▶ [TEXT BLOCK]:

***

The 26th UN Climate Change Conference of the Parties (COP26) was held in Glasgow, Scotland, from October 31 – November 13, 2021. The UK government hosted the climate conference in partnership with Italy. The climate conference aims to secure global net-zero by mid-century, keep 1.5 degrees within reach, and adapt to protect communities and natural habitats affected by climate change. It also proposes to mobilize at least $100 billion in climate finance per year by 2020 and accelerate action to tackle the climate crisis through collaboration between governments, businesses, and civil society.
World Leaders Summit
World leaders Summit on climate change was held on 1 – 2 November. President COP26 Alok Sharma said at the opening of the World Leaders Summit: “The science is clear that the window of time we have to keep the goal of 1.5℃ alive and avoid the worst effects of climate change is closing fast. But with political will and commitment, we can, and must, deliver an outcome in Glasgow the world can be proud of.”

***

▶ [Items from a data source]:
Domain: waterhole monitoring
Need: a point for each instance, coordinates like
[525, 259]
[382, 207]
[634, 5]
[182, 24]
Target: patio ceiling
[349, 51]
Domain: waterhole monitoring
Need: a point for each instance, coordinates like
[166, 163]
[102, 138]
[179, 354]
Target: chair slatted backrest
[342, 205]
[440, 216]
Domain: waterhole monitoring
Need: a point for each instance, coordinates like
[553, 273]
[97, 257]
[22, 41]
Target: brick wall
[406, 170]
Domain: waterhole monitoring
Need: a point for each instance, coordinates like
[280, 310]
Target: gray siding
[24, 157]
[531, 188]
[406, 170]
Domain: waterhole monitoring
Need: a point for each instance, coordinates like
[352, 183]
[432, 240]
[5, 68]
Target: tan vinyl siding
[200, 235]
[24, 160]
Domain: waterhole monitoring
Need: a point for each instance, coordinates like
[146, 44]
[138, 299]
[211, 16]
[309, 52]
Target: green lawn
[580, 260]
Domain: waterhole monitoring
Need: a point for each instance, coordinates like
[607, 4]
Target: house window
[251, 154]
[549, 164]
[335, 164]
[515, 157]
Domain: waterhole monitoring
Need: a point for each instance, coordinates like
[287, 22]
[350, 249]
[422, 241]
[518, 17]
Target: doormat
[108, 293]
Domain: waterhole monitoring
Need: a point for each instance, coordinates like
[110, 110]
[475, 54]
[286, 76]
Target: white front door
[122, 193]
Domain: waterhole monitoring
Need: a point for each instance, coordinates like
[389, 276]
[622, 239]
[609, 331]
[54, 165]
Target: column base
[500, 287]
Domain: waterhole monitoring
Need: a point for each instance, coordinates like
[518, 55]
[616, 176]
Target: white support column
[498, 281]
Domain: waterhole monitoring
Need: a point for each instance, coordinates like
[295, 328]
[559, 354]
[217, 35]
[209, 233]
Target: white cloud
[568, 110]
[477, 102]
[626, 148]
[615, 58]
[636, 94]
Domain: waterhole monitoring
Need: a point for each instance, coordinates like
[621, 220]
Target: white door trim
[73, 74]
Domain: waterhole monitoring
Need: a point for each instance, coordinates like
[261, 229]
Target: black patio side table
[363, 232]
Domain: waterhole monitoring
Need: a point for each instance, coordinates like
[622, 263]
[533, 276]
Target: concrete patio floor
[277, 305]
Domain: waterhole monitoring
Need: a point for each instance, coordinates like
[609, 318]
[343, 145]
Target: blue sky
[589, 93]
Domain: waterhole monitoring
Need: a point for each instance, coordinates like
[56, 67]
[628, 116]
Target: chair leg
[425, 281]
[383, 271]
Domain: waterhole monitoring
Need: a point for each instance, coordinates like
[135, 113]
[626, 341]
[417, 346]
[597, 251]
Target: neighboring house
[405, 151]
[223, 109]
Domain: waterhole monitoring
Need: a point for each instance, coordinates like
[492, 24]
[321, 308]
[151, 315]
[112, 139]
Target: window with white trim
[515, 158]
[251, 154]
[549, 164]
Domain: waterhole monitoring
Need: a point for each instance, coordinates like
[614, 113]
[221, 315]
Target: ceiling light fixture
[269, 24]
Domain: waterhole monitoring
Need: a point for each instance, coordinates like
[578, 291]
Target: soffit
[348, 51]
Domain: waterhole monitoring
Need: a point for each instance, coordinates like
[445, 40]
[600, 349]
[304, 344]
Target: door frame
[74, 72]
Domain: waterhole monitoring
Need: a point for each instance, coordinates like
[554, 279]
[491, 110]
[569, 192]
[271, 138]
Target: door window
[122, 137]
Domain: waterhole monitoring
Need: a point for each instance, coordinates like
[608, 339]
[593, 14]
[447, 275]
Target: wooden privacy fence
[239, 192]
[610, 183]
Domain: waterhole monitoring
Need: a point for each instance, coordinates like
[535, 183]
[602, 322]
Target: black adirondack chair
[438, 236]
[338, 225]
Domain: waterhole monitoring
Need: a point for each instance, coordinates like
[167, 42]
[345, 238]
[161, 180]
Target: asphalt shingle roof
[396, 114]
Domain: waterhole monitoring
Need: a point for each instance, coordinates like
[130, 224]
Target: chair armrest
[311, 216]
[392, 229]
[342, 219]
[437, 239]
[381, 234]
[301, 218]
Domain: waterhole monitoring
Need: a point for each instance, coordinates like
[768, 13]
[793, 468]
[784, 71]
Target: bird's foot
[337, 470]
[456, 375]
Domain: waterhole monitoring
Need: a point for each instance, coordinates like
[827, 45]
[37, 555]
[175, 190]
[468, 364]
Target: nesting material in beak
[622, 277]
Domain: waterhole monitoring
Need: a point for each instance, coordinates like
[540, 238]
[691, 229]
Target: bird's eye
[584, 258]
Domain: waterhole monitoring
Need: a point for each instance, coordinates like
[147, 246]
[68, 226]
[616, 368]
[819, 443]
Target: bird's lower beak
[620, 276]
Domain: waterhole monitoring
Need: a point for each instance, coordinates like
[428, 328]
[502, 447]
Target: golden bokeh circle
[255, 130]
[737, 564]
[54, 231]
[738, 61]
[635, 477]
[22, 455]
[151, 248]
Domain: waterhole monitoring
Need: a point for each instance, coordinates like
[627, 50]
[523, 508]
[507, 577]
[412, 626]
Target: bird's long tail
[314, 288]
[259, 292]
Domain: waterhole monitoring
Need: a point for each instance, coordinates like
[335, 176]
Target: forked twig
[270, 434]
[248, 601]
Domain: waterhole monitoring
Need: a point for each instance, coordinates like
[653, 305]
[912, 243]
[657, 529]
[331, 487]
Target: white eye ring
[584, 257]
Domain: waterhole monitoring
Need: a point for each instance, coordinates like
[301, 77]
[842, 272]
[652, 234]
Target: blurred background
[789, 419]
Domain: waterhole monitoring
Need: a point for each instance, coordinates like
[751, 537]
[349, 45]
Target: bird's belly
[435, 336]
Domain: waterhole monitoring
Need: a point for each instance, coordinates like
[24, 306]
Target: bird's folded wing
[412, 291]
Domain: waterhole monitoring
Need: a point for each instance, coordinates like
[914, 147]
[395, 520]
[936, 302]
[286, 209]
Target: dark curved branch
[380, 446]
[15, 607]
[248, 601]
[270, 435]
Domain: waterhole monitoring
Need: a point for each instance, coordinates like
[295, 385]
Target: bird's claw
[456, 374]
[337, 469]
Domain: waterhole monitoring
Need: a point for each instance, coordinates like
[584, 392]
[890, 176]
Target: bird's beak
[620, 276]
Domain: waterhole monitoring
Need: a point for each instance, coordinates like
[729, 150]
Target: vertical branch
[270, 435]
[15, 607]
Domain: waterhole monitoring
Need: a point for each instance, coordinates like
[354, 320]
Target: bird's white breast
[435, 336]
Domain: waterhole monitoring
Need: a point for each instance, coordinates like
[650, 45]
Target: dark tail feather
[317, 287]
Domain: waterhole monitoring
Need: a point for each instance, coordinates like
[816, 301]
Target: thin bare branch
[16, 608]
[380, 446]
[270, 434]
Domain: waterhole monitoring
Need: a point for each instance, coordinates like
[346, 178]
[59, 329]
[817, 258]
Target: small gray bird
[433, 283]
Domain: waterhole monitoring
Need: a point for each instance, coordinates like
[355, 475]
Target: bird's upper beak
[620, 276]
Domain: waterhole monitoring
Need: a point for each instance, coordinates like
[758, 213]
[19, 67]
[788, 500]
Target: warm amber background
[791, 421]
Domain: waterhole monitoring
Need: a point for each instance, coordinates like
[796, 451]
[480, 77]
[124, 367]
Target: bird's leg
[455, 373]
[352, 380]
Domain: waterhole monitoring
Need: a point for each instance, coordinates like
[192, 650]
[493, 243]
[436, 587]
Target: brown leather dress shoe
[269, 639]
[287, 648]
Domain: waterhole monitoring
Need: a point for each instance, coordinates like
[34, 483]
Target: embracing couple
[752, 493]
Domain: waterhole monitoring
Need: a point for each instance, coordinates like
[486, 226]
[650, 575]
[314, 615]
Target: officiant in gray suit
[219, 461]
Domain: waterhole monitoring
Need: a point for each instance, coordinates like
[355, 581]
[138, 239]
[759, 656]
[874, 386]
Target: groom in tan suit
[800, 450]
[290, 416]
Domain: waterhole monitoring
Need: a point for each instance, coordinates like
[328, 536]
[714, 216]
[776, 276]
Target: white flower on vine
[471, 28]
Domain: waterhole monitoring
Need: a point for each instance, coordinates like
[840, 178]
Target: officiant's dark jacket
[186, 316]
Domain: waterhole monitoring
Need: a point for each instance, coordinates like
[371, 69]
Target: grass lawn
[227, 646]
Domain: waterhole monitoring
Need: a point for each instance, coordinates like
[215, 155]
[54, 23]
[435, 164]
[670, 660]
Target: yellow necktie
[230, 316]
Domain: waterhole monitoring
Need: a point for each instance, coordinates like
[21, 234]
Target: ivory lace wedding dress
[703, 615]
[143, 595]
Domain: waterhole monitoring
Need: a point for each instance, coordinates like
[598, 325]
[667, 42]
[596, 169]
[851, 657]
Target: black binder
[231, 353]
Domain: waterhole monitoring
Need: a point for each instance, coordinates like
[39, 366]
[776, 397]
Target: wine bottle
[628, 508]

***

▶ [TASK REQUIREMENTS]:
a. Rewrite the COP26 text beginning at the words "The 26th UN" and ending after "and civil society.", putting "community groups" in place of "civil society".
b. Do these statements agree with the COP26 text? (i) The UK government hosted the conference in partnership with France. (ii) The World Leaders Summit took place on 1 – 2 November. (iii) The conference was held in Edinburgh.

▶ [ANSWERS TO THE PROBLEMS]:
a.
The 26th UN Climate Change Conference of the Parties (COP26) was held in Glasgow, Scotland, from October 31 – November 13, 2021. The UK government hosted the climate conference in partnership with Italy. The climate conference aims to secure global net-zero by mid-century, keep 1.5 degrees within reach, and adapt to protect communities and natural habitats affected by climate change. It also proposes to mobilize at least $100 billion in climate finance per year by 2020 and accelerate action to tackle the climate crisis through collaboration between governments, businesses, and community groups.

b.
(i) No: "The UK government hosted the climate conference in partnership with Italy."
(ii) Yes: "World leaders Summit on climate change was held on 1 – 2 November."
(iii) No: "was held in Glasgow, Scotland"